▶ [TO DO]:
(1) Decide whether each statement agrees with the passage about the Policy Wiki below. Answer yes or no for each, quoting the words from the passage that settle it.
(a) The Policy Wiki was run together with the Dominion Institute.
(b) The economic portion of the Policy Wiki will close to contributions now that the budget is complete.
(c) The proposal with the most support was the Green Infrastructure Fund.
(2) Please translate this sentence from the passage about the Policy Wiki into French: "The policy proposal that got the most support — as measured by a combination of pageviews, comments and votes — was the idea of a 100-per-cent GST rebate for non-profit institutions such as charities, hospitals and universities."

▶ [PASSAGE TO READ]:
_ _ _

The Policy Wiki: An end and a beginning

With the tabling of the federal budget this afternoon (which we are live-blogging), the Globe’s first experiment in merging public-policy debate and social-media tools — the Public Policy Wiki, a joint venture with the Dominion Institute — comes to a kind of conclusion, but the discussion that we helped start about the economy will continue as long as Canadians have ideas they wish to share.

We’ve collected the data on the two policy proposals that our contributors and readers supported the most, and we’ve sent that information to the Finance Minister as we promised. But while the budget process is now complete, the economic portion of the Policy Wiki will remain available for contributions, even as we begin a new chapter aimed at discussing Canada’s policy towards Afghanistan.

During the two weeks it has been open, the Policy Wiki has attracted more than 850 registered users and almost 100,000 pageviews, and contributors have created and discussed almost 30 briefing-note style policy proposals, ranging from a proposal for fractional ownership of farmland by the unemployed to a system of regional recycling mills.

The policy proposal that got the most support — as measured by a combination of pageviews, comments and votes — was the idea of a 100-per-cent GST rebate for non-profit institutions such as charities, hospitals and universities. The next-most popular briefing note was a proposal to create a Green Infrastructure Fund, which would see Ottawa spend six billion dollars for upgrades to the power grid, energy-efficient building renovation, switching to renewable energy sources, and improvements to public transit and the highway infrastructure to reduce pollution.

_ _ _

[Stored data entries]
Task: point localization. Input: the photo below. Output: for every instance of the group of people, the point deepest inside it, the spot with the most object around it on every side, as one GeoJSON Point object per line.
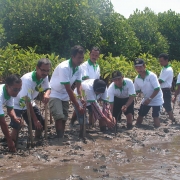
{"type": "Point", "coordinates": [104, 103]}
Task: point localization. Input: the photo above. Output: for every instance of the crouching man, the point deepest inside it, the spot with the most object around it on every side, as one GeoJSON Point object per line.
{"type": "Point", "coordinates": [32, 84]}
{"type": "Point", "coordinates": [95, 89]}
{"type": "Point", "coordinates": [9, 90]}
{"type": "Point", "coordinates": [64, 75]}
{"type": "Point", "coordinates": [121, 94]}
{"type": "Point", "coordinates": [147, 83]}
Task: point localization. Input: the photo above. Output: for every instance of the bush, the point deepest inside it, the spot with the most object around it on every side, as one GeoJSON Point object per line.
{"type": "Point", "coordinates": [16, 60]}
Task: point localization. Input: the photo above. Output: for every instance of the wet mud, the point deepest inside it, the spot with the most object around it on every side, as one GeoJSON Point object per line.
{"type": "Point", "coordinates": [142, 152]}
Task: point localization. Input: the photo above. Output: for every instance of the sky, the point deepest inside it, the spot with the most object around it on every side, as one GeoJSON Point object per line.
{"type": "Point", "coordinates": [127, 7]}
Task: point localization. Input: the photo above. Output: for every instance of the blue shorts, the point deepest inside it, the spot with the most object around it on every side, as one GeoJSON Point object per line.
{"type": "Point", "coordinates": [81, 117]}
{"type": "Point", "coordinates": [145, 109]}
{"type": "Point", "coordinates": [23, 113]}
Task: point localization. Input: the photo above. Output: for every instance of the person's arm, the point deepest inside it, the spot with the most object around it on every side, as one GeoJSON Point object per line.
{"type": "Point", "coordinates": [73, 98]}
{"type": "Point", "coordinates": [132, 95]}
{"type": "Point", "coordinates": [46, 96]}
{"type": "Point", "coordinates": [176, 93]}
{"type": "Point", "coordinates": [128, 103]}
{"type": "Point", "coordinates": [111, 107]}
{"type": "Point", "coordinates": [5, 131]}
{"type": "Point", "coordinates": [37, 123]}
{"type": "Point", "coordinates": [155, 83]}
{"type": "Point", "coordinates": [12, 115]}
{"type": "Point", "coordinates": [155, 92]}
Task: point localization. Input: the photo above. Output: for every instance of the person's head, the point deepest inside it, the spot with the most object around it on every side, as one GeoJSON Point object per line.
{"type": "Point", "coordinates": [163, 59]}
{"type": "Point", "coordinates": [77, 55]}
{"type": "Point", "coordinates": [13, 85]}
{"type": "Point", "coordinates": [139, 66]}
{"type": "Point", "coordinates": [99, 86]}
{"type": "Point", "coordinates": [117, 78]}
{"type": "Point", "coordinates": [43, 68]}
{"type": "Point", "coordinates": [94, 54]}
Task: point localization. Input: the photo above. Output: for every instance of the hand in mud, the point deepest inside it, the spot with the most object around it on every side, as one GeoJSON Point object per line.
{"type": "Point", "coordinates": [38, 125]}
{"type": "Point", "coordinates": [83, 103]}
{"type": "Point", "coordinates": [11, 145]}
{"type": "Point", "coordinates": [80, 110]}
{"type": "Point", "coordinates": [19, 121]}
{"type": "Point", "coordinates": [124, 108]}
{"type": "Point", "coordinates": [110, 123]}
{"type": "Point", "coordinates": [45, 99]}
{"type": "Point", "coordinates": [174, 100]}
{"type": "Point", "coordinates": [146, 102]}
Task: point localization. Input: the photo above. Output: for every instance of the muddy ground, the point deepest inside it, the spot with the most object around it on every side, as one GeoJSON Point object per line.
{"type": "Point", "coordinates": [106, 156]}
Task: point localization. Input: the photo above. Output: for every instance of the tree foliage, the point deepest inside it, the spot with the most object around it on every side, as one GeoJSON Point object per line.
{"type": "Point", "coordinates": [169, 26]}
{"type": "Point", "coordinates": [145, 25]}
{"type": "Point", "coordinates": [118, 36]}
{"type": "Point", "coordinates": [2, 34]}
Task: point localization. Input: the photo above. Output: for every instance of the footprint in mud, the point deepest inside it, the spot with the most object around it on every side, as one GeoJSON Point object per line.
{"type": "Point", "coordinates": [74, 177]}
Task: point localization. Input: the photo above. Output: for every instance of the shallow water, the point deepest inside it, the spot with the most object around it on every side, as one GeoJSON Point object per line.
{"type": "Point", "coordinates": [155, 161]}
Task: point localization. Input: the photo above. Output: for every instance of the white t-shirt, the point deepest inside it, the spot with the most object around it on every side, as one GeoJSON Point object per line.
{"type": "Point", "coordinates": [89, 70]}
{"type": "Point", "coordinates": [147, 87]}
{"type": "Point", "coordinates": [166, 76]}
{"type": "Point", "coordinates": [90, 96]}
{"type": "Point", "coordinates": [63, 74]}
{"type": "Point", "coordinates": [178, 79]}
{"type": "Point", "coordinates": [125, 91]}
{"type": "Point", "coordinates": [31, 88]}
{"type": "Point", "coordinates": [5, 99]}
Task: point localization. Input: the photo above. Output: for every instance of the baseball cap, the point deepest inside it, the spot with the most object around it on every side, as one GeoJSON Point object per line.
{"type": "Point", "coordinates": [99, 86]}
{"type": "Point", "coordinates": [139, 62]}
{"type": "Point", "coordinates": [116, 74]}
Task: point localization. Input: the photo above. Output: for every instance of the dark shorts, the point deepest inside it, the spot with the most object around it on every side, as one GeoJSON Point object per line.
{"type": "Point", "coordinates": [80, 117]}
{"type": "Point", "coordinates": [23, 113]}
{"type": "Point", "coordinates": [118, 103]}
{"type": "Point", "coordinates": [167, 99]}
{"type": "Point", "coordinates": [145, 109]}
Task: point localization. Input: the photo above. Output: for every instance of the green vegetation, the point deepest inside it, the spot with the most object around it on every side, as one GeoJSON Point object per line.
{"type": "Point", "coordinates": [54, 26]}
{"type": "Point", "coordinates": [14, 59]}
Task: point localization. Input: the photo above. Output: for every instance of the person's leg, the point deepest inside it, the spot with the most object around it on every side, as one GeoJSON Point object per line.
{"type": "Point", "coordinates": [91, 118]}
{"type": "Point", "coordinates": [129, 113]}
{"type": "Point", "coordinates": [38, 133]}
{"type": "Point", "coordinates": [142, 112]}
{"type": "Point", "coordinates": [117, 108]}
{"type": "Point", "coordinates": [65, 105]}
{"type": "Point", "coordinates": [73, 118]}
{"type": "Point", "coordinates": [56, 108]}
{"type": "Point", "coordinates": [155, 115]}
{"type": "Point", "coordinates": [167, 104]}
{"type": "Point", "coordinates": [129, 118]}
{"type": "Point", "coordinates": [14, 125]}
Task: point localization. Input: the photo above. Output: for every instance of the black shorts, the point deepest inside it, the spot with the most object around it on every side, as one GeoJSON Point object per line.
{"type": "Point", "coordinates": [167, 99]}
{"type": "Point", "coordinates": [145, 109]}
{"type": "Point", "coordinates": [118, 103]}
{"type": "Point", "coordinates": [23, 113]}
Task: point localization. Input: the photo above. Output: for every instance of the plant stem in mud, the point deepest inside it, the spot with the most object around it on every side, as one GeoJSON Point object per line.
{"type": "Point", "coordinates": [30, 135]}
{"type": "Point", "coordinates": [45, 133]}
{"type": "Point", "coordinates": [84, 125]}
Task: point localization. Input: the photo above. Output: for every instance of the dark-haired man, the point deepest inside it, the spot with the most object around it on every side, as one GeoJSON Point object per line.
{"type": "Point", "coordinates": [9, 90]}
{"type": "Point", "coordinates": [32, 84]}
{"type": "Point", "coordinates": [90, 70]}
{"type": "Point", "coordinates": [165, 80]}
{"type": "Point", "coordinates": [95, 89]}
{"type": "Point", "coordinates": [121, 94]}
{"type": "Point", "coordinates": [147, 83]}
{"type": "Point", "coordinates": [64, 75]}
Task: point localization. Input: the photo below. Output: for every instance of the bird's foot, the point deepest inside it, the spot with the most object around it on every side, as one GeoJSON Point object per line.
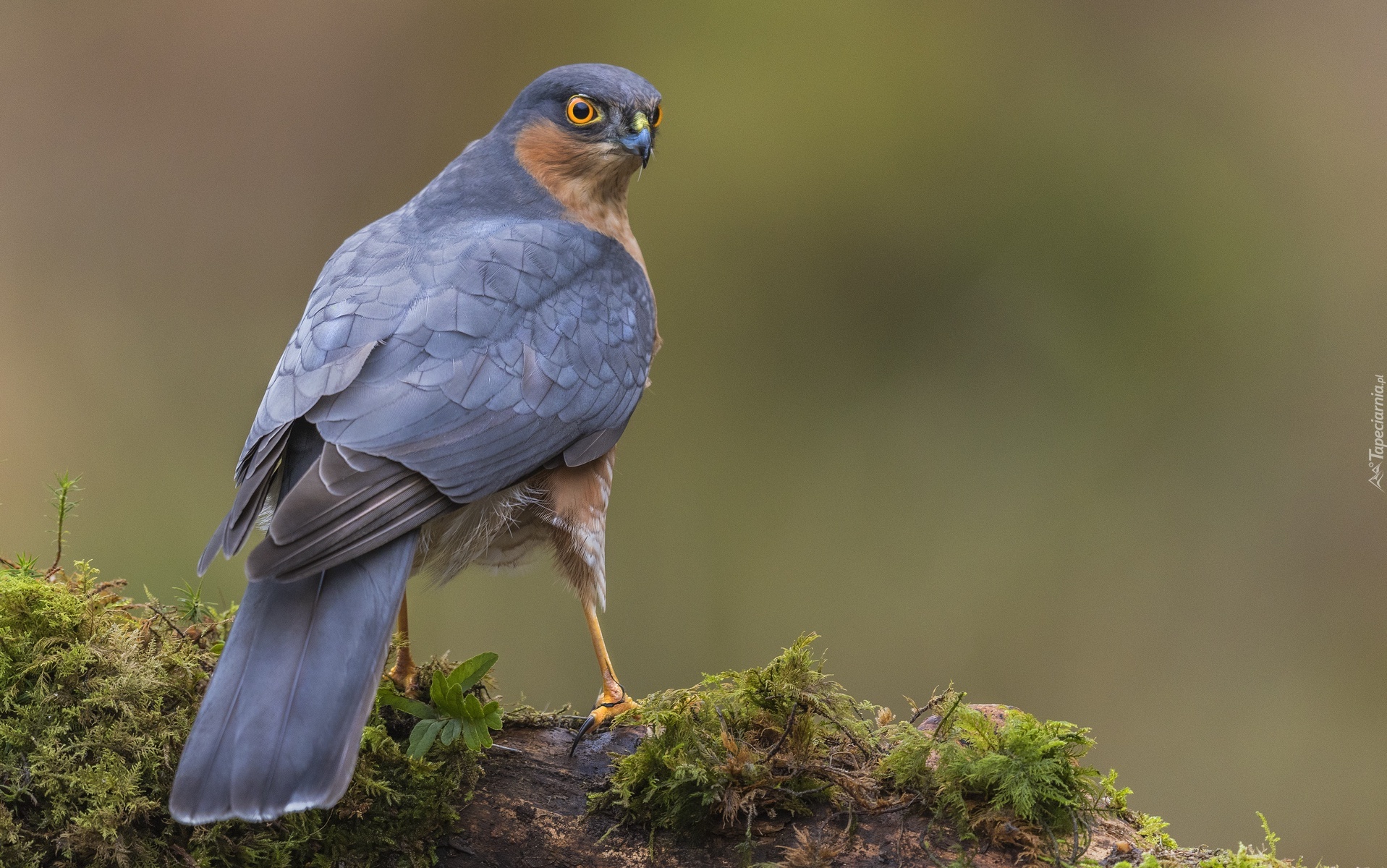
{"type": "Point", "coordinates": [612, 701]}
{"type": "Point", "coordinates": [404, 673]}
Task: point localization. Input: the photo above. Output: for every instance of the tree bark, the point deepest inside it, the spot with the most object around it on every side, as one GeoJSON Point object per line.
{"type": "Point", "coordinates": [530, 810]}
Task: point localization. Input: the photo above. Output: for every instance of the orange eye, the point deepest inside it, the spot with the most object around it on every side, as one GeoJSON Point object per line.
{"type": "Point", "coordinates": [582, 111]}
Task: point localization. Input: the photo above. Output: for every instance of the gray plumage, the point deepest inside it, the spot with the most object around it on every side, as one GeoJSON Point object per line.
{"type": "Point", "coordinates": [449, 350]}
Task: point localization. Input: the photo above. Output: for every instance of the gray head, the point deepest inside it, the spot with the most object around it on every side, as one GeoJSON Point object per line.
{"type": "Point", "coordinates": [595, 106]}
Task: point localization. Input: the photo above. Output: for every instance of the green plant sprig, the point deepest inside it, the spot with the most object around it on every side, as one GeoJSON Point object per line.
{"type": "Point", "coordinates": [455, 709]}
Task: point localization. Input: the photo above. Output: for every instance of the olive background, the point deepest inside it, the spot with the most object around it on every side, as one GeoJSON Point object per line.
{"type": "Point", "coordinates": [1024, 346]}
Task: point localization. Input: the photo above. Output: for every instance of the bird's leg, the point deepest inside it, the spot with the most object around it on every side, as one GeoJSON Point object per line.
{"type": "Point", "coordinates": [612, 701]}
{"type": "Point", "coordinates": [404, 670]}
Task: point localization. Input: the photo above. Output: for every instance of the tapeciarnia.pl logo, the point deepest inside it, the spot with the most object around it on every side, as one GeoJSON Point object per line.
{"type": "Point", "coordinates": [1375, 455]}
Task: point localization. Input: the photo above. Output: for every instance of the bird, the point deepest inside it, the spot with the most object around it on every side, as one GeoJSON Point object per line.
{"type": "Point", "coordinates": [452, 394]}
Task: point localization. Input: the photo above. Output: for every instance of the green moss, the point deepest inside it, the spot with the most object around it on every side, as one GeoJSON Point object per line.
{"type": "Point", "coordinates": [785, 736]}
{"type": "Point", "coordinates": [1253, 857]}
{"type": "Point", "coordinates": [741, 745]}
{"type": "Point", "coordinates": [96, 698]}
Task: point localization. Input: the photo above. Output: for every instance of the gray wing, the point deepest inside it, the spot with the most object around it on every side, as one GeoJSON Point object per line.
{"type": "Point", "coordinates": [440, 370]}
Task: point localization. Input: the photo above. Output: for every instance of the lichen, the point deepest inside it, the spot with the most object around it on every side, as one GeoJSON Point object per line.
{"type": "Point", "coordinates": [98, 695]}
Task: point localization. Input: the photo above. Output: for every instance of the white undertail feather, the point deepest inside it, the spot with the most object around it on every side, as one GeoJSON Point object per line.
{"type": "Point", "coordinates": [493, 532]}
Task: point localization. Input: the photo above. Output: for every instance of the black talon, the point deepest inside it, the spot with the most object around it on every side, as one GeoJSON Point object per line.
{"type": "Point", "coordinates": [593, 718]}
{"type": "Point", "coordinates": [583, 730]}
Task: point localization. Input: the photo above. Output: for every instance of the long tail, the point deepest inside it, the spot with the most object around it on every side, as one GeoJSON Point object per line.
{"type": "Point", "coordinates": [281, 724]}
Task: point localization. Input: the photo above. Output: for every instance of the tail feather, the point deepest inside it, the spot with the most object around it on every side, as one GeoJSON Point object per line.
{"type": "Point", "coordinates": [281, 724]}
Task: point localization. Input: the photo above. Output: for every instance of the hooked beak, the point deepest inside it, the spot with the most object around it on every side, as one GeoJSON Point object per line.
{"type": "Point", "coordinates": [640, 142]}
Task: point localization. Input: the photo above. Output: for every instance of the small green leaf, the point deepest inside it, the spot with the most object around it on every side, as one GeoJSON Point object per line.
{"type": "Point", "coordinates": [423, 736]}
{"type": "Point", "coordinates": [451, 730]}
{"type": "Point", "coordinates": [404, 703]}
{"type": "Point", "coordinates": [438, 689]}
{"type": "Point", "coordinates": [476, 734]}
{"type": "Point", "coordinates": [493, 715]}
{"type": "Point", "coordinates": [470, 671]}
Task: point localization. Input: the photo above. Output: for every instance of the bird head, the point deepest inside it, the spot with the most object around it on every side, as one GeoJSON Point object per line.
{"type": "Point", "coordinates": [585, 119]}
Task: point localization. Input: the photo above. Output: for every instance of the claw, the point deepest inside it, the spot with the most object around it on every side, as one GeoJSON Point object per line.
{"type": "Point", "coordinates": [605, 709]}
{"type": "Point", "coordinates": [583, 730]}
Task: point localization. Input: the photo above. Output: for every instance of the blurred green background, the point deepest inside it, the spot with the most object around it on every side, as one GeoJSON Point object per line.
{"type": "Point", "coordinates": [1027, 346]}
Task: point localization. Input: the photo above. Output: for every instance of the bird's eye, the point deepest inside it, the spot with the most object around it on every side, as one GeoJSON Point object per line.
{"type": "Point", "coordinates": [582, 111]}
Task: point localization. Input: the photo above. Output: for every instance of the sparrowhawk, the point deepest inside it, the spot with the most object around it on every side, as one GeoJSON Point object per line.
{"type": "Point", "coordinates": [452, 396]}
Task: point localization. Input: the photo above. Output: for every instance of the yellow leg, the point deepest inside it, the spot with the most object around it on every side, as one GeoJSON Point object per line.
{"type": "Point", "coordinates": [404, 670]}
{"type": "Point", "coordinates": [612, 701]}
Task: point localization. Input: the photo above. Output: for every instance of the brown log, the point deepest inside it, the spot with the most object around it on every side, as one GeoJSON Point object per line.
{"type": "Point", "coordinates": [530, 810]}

_ _ _

▶ [YOUR RESPONSES]:
(1)
(a) Yes: "a joint venture with the Dominion Institute"
(b) No: "the economic portion of the Policy Wiki will remain available for contributions"
(c) No: "The next-most popular briefing note was a proposal to create a Green Infrastructure Fund"

(2) La proposition de politique qui a obtenu le plus d'appui (mesuré par une combinaison de pages vues, de commentaires et de votes) était l'idée d'un remboursement de 100 % de la TPS pour les institutions sans but lucratif telles que les organismes de bienfaisance, les hôpitaux et les universités.